> [WORK TASK A] In which journal was the study described in the article on mutual caregiving between spouses published?
> [WORK TASK B] In the article on mutual caregiving between spouses, replace "mutual caregiving" with "reciprocal caregiving" and write out the passage from "The researchers expected" up to and including "support than husbands.".
> [WORK TASK C] Carry on the article about spouses' mutual caregiving from the point where it stops.

Husbands benefit from mutual caregiving, wives feel more distressed, study finds
Spouses in older marriages are increasingly taking on the role of their partner's caregiver in dealing with chronic conditions like heart disease, memory loss, and cancer. In a growing number of instances, both spouses care for each other as they struggle with any one of a variety of health issues such as arthritis, diabetes, and respiratory problems.
In a Yale School of Public Health study published this week in Health Psychology, researchers investigated how both giving and receiving support affects husbands' and wives' blood pressure and emotions when both partners are dealing with health conditions.
The researchers expected that mutual caregiving would lower blood pressure and heart rate for both individuals and that wives would likely reap more benefit from the support than husbands.
The actual findings were surprising. The study's primary author, Yale School of Public Health (YSPH) Associate Professor Joan Monin, explains:
"What we found was that when husband's received support from their wives, the husband's blood pressure and distress decreased," said Monin, who examines caregiver relationships as a researcher with the YSPH Social and Behavioral Sciences Department. "When wives received similar support, husbands and wives felt closer, but both partners' heart rate remained elevated and wives felt even more distressed."

> [EXTRACTED MATERIAL]
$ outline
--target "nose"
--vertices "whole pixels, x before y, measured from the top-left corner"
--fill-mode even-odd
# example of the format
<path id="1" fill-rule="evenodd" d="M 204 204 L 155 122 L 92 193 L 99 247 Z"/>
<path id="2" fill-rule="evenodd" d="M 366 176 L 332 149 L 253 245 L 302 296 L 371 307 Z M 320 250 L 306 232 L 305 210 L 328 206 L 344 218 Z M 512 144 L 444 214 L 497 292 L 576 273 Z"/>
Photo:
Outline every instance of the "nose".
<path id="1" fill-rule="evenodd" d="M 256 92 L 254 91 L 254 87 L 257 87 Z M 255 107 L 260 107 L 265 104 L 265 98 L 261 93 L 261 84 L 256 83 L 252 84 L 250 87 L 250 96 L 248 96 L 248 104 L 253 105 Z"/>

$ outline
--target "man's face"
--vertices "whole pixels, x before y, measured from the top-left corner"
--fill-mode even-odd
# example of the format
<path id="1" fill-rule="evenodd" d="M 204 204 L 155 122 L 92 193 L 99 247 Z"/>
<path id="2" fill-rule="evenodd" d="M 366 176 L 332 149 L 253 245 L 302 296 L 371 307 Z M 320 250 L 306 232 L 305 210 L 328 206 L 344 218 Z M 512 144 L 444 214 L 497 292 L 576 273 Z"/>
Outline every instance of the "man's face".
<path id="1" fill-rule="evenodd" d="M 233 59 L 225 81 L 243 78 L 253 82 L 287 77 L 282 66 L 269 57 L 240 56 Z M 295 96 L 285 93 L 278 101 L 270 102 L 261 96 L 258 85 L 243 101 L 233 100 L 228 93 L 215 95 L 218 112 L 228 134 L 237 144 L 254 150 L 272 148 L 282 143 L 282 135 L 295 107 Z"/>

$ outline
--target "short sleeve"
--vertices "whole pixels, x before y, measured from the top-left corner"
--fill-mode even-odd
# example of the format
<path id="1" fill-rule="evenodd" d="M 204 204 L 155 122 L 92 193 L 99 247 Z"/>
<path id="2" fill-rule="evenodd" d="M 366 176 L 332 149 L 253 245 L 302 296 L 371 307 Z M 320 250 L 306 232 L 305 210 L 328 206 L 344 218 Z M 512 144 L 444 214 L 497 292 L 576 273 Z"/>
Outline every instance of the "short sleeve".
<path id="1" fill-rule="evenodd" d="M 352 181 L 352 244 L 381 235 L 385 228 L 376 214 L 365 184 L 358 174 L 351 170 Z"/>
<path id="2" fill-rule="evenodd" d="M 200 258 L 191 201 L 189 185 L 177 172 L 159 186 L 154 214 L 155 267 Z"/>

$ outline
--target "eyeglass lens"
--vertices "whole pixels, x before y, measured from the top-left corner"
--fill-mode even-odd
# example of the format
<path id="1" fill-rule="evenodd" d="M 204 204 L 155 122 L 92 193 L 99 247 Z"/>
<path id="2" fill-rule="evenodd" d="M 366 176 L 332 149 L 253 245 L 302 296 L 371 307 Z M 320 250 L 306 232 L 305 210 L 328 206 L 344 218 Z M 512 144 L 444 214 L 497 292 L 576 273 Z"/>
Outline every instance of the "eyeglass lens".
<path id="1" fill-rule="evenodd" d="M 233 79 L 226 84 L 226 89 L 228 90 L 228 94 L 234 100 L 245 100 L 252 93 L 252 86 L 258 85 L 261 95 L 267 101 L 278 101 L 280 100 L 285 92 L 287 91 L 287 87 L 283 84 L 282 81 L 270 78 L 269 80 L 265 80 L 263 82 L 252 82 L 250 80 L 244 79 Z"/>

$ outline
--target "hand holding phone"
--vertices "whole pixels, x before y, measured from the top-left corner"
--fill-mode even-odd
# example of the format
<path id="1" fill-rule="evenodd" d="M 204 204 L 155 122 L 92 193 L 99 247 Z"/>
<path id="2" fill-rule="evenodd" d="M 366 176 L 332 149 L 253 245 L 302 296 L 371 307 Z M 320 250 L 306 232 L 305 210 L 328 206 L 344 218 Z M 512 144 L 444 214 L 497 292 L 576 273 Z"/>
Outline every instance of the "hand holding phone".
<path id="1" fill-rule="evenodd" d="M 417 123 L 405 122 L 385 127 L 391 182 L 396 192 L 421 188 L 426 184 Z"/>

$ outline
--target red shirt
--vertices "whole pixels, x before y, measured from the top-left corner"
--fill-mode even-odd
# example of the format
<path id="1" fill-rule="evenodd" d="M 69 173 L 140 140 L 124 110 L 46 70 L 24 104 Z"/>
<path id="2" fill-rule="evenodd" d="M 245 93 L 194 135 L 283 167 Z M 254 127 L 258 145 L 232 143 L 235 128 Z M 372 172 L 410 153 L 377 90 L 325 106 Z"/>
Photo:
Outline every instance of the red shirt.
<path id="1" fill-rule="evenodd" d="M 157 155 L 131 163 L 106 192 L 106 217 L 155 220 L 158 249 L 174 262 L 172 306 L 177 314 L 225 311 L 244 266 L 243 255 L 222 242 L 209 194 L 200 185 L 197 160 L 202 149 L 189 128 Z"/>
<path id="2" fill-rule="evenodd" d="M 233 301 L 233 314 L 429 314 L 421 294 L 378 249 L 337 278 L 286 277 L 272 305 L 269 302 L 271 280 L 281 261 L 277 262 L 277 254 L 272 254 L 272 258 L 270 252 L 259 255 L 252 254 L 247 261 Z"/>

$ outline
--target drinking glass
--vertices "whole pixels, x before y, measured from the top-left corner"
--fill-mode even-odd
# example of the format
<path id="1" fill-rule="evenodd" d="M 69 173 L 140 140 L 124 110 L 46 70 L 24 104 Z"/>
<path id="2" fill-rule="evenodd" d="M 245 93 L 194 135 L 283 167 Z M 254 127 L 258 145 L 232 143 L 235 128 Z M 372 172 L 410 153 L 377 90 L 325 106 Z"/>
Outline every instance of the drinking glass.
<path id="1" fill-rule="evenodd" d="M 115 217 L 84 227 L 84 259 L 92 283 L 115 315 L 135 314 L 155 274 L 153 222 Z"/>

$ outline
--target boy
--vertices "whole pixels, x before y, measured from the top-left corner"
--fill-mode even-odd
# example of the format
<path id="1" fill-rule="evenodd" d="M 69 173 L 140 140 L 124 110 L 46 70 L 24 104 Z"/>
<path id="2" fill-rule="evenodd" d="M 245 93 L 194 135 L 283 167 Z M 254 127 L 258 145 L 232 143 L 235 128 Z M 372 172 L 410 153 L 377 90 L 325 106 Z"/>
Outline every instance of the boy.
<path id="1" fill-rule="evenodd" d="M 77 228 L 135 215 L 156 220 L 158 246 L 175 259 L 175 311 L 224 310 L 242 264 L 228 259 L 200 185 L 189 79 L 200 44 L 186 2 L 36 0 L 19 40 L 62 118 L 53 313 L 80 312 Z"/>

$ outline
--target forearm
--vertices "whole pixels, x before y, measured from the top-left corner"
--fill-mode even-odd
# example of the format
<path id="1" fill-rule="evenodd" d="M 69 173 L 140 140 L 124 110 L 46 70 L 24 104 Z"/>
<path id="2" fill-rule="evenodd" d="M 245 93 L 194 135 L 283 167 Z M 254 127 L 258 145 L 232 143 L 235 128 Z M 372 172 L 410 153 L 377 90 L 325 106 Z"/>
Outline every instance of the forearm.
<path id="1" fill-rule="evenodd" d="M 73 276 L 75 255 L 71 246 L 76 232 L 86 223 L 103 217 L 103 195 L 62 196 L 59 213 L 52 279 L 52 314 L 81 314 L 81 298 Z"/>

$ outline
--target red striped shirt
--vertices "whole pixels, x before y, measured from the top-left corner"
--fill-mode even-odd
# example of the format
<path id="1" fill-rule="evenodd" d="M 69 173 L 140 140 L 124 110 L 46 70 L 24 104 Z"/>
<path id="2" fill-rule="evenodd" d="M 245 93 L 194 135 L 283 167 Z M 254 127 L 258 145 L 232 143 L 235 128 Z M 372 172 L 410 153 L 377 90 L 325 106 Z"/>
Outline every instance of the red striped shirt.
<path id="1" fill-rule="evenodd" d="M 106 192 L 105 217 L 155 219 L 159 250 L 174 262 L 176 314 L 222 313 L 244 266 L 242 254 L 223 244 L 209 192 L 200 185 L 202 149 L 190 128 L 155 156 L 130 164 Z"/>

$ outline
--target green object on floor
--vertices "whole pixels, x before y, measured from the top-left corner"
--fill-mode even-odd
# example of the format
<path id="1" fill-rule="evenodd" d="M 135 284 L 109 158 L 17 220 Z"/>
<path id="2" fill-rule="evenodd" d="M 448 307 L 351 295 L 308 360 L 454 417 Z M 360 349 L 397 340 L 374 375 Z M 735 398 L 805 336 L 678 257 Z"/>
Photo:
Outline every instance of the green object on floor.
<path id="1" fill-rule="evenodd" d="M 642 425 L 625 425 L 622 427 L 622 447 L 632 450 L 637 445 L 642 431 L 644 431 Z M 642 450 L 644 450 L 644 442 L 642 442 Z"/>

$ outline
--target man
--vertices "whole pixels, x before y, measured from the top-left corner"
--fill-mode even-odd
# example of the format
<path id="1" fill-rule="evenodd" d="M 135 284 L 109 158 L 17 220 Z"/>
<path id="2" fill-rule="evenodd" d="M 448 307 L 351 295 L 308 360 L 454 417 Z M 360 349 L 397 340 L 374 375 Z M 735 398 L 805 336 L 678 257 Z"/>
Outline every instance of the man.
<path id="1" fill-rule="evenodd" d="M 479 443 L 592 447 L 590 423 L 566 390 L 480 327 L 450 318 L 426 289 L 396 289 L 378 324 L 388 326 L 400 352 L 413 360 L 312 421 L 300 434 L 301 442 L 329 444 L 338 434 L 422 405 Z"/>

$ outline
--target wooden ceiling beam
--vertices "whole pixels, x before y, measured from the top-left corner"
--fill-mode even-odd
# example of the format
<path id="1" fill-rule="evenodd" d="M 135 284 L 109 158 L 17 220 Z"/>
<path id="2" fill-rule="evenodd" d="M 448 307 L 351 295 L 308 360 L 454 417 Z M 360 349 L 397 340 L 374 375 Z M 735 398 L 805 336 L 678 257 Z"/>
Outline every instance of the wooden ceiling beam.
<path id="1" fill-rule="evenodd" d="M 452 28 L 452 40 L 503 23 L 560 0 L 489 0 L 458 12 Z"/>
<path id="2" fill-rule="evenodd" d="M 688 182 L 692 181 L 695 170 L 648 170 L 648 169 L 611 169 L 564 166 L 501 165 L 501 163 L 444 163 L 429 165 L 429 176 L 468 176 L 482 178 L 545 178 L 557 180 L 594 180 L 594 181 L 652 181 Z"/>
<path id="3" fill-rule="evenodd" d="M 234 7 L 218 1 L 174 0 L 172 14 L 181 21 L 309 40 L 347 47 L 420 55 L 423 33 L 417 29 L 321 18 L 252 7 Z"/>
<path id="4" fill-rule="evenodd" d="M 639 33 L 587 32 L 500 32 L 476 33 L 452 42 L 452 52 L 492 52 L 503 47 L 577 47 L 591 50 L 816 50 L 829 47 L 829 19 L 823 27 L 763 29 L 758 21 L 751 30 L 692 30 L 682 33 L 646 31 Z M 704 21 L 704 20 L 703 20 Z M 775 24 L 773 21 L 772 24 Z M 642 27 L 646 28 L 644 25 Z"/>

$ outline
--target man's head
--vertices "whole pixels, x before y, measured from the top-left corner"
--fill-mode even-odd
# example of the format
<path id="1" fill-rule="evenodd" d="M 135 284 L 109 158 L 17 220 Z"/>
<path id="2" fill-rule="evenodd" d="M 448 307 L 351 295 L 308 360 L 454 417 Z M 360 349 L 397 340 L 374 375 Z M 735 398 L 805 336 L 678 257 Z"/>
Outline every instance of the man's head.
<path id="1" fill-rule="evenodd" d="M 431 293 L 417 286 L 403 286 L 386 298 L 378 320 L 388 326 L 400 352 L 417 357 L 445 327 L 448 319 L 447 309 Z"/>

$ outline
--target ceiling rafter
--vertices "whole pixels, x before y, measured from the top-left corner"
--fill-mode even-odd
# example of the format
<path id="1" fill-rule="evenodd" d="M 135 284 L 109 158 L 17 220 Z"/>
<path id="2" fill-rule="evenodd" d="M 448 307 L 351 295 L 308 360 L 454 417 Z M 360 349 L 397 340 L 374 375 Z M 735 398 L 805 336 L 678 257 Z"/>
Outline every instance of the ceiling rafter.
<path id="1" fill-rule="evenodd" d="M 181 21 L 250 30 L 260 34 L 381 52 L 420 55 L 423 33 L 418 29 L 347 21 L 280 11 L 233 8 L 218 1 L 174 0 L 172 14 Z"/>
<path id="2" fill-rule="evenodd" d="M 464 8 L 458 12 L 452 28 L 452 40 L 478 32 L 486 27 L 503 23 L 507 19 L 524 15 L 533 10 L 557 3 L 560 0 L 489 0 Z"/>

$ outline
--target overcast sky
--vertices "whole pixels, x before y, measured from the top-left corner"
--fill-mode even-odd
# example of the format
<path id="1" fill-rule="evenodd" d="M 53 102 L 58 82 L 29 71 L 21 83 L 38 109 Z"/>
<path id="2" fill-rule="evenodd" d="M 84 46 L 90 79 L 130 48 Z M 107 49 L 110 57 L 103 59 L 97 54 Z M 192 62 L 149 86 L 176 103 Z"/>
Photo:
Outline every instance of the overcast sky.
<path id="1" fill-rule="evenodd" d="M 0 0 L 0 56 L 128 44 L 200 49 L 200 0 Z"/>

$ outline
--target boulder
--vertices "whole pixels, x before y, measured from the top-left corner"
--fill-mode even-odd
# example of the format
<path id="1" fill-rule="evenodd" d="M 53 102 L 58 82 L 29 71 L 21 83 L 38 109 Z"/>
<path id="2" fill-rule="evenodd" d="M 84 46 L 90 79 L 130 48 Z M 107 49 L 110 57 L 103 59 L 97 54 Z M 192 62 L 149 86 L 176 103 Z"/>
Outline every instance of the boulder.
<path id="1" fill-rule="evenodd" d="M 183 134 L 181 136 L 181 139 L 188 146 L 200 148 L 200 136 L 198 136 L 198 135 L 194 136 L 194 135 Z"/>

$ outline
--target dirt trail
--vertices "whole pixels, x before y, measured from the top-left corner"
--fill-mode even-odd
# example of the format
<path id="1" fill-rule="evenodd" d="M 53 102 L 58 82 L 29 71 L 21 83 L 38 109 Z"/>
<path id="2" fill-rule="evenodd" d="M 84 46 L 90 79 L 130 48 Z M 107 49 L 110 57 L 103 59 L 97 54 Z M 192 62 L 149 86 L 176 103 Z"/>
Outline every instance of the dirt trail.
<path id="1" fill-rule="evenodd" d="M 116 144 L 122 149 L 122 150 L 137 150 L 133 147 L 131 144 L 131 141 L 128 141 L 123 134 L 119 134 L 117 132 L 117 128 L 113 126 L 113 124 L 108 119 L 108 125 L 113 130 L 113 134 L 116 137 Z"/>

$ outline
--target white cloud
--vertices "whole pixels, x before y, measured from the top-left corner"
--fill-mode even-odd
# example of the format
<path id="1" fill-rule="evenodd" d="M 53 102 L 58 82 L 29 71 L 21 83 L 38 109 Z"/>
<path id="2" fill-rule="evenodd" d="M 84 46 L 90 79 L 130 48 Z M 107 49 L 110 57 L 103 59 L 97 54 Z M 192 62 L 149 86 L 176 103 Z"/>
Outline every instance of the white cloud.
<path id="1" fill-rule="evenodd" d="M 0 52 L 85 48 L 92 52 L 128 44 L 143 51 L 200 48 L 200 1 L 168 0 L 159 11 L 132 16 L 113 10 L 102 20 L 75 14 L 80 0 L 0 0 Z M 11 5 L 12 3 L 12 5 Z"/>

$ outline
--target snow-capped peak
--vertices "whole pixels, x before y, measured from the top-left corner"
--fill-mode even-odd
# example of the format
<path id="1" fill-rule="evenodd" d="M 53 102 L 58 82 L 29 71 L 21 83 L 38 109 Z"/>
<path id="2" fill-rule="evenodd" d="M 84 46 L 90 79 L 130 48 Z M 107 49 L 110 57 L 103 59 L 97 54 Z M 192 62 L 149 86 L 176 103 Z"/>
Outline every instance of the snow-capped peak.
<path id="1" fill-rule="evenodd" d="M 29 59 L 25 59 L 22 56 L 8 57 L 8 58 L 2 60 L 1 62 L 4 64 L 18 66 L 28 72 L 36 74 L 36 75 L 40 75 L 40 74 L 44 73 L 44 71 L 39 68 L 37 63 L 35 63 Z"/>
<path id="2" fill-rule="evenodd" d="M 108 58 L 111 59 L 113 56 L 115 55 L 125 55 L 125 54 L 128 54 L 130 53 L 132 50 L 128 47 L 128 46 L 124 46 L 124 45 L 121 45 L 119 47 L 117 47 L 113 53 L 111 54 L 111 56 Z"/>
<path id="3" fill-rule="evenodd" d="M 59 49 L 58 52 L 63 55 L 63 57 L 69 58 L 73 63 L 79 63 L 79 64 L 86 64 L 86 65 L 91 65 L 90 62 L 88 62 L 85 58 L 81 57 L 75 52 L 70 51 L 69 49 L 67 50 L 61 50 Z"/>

> [EXERCISE RESPONSE A] Health Psychology

> [EXERCISE RESPONSE B]
The researchers expected that reciprocal caregiving would lower blood pressure and heart rate for both individuals and that wives would likely reap more benefit from the support than husbands.

> [EXERCISE RESPONSE C]
So why did wives benefit less from caregiving support from their spouse?
Monin suspects everyday social interactions and traditional gender roles may be at play. The researchers note in the study that husbands may expect and feel less stressed when they receive support from their wives because they are used to receiving such support in their everyday lives. Wives, on the other hand, may not expect their husbands to engage in such support and are not used to or uncomfortable with receiving it. Indeed, in the study, husbands said they expected more emotional support for the chronic conditions in everyday life than wives did.
The findings are important because they offer new insight into why gender differences exist when it comes to the health benefits of marriage.
Previous research has established that husbands receive more health benefits from marriage than wives do, as evidenced by studies showing husbands tend to die sooner than wives after the death of their spouse. Studies have also shown that wives are more responsible for maintaining an emotionally healthy marriage and that both men and women count on female family members for their needs more than male family members.
While wives may benefit less from spousal caregiving than husbands, support for wives is important for strengthening intimacy and helping wives regulate distress caused by their husband's illness, the researchers said.
Most caregiving studies focus on the health implications of one spouse caring for another. This study is believed to be the first applying controlled rigorous scientific analysis of gender differences in older marriages in which both spouses care for each other as they deal with their own health concerns.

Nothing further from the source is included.